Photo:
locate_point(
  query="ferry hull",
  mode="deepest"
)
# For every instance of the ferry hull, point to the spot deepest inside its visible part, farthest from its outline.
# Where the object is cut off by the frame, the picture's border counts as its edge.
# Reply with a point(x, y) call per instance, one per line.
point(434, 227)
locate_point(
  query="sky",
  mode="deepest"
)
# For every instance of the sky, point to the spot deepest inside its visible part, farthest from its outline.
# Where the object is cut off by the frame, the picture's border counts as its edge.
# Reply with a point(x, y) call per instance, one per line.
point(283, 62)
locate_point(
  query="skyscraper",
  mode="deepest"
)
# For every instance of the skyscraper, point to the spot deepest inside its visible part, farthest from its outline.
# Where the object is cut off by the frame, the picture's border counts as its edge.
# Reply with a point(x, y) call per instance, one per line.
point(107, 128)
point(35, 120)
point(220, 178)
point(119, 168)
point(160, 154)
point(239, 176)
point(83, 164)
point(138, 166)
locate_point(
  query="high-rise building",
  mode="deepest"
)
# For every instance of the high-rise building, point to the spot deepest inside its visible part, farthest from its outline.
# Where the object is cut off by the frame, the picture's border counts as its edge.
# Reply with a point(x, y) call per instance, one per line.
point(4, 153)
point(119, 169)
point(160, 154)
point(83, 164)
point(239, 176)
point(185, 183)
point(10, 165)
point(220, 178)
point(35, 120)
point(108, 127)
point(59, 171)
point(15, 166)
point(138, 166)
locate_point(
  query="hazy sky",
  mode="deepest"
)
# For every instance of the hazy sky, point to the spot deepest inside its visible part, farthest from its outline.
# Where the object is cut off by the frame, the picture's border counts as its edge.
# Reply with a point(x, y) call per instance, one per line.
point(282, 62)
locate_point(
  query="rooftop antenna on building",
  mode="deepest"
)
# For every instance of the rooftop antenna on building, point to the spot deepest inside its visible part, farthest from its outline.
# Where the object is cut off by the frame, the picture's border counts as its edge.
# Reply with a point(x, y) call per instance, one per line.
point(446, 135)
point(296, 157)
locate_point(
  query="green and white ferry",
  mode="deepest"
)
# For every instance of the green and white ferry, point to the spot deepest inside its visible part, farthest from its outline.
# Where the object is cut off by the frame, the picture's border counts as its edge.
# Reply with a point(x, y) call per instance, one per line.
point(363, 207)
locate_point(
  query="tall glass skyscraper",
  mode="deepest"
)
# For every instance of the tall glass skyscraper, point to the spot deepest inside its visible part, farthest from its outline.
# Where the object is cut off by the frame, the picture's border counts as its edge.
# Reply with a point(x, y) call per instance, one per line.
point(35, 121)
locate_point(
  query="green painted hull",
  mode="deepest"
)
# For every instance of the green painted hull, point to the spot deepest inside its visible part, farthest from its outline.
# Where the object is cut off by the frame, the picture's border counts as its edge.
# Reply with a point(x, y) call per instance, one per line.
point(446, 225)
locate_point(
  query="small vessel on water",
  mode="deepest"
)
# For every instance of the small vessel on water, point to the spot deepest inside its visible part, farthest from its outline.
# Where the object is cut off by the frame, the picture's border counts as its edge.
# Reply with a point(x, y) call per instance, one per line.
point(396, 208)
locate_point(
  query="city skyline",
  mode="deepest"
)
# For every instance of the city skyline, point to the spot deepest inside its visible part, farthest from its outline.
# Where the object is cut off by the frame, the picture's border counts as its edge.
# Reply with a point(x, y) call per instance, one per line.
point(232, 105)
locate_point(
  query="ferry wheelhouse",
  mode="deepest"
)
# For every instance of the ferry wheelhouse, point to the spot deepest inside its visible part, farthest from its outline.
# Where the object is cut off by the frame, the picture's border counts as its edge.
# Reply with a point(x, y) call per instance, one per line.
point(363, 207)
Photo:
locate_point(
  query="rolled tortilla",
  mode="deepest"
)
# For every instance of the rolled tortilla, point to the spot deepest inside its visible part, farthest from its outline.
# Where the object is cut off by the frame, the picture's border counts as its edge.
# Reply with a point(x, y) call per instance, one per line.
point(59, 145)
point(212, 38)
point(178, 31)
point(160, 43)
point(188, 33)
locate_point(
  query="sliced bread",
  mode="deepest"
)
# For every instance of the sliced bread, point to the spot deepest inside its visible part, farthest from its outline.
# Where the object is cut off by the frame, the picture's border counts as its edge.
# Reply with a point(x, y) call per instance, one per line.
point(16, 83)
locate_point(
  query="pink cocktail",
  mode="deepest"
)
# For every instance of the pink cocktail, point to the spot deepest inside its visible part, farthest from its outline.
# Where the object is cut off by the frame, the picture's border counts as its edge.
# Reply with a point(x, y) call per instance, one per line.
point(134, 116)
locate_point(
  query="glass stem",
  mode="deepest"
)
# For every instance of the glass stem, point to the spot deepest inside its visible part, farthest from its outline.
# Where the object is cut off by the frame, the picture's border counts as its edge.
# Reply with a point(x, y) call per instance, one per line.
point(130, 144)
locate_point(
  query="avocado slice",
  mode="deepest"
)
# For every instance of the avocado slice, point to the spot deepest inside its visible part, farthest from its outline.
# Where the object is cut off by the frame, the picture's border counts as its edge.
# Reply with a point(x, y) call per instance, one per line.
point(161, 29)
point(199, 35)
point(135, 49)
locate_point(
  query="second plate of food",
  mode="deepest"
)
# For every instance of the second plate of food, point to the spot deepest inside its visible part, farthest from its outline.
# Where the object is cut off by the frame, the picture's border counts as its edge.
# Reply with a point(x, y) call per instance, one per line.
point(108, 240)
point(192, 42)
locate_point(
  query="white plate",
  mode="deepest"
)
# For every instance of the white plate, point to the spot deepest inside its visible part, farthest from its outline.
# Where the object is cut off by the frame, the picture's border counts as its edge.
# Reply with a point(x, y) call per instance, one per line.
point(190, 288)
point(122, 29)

_ _ _ _ _ _ _

**About this exercise:**
Whenever the word "sliced" appears in a line above, copy that line.

**Final answer:**
  query="sliced bread",
# For every instance of the sliced bread, point to the spot deepest inside its visible part, farthest from its outline.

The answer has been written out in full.